:: AUFGABENDETAILS ::
Kannst du sämtliche Zeilen des folgenden Materials als nummerierte Liste darstellen und dabei Leerzeilen weglassen?

:: VERFÜGBARE DATEN ::
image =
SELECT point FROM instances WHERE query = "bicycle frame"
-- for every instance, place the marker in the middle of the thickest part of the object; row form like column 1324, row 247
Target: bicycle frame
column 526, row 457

:: ERLEDIGTE AUFGABE ::
1. image =
2. SELECT point FROM instances WHERE query = "bicycle frame"
3. -- for every instance, place the marker in the middle of the thickest part of the object; row form like column 1324, row 247
4. Target: bicycle frame
5. column 526, row 457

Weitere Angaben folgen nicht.